Dokument>

Beitrag von IrrwitzHoch10 »

Hallo hans_Unfrei,
hans_Unfrei hat geschrieben: Werden Referendare künstlich schlecht gemacht, weil man Lehrer mit der Fächerkombination nicht braucht? Gibt es da sogar irgendwelche Vorgaben von den Kultusministerien?
Ich glaube nicht, dass es so weit geht. Allenfalls wären das implizite/unbewusste Prozesse, aber im Grunde halte ich von solchen verschwörungstheoretisch anmutenden spekulativen Großerklärungen nicht allzu viel. Im Kleinen mag das hier und da zutreffen, d.h. man bestärkt sich wechselseitig darin, dass der Prüfling absolut und fraglos ungeeignet sei etc.; verdrängt mögliche positive Eindrücke entweder gänzlich oder perspektiviert sie negativ, während dann ebenso geschlossen ein anderer (ist ja hinlänglich bekannt: Es MUSS neben der 1,0 auch immer die 6,0 geben, sonst funktioniert unsere Notengebung nicht) umso höher gehoben wird. Wenn Beurteilungsprozesse unprofessionell/unreflektiert vonstatten gehen und ansich bekannte psychologische Gruppen- u. Bewertungsprozesse unter den Tisch fallen, ist sowas leider eher die Regel.

Bereitgestelltes Material>

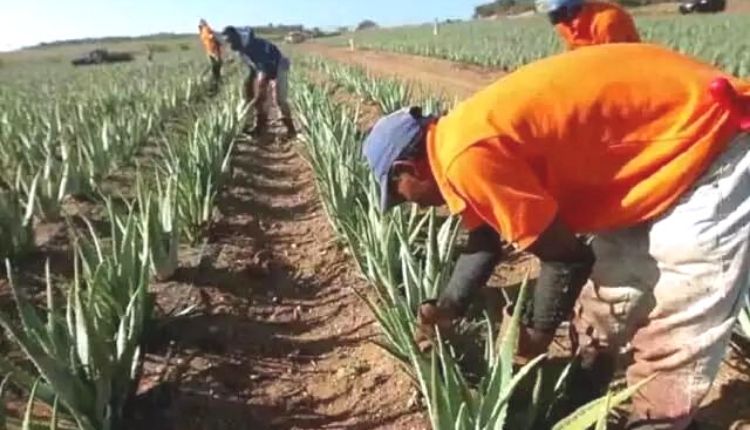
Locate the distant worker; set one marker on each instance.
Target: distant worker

Zu erledigende Aufgaben>
[1] Nenne alle mit einem Punkt gekürzten Abkürzungen, die im Forumsbeitrag über die Beurteilung von Referendaren vorkommen.
[2] Setze den Forumsbeitrag über die Beurteilung von Referendaren nach seinem letzten Satz fort.

Antworten je Aufgabe>
[1] d.h., etc., u.

[2]
hans_Unfrei hat geschrieben: Hintergrund: Bei uns sind einige motivierte Referendare (einschließlich mir), bei denen die Chancen auf Planstellen nach dem Ref sehr schlecht sind. Teilweise müssen wir uns an den Haaren herbeigezogene Kritik anhören, die weder sachlich noch sonst irgendwie hilfreich ist. Unterrichtsstunden werden systematisch zerlegt. Auf Fragen bekommt man keine konkreten Antworten.
Alles ist möglich. Ich erlebte ebenso hoch kompetente, sensible und differenziert beurteilende wie völlig konfus und intransparent argumentierende Prüfer. Leider ist die Tendenz meines Erachtens eher diejenige, dass nicht unbedingt bevorzugt die zwischenmenschlichen Top-Leute in solche Prüfer-Positionen rutschen. Ich möchte nicht behaupten, dass alle Prüfer lieber hinter der Klasse sitzen als vor der Klasse stehen, aber umgekehrt ist es wahrscheinlich so, dass leidenschaftliche Lehrende doch eher die "frontale" Variante wählen.

Es wurden ganze Bücher von hoch intelligenten Leuten über ihre miserablen Ref-Erfahrungen geschrieben, glaube mir also: Wir sind nicht allein!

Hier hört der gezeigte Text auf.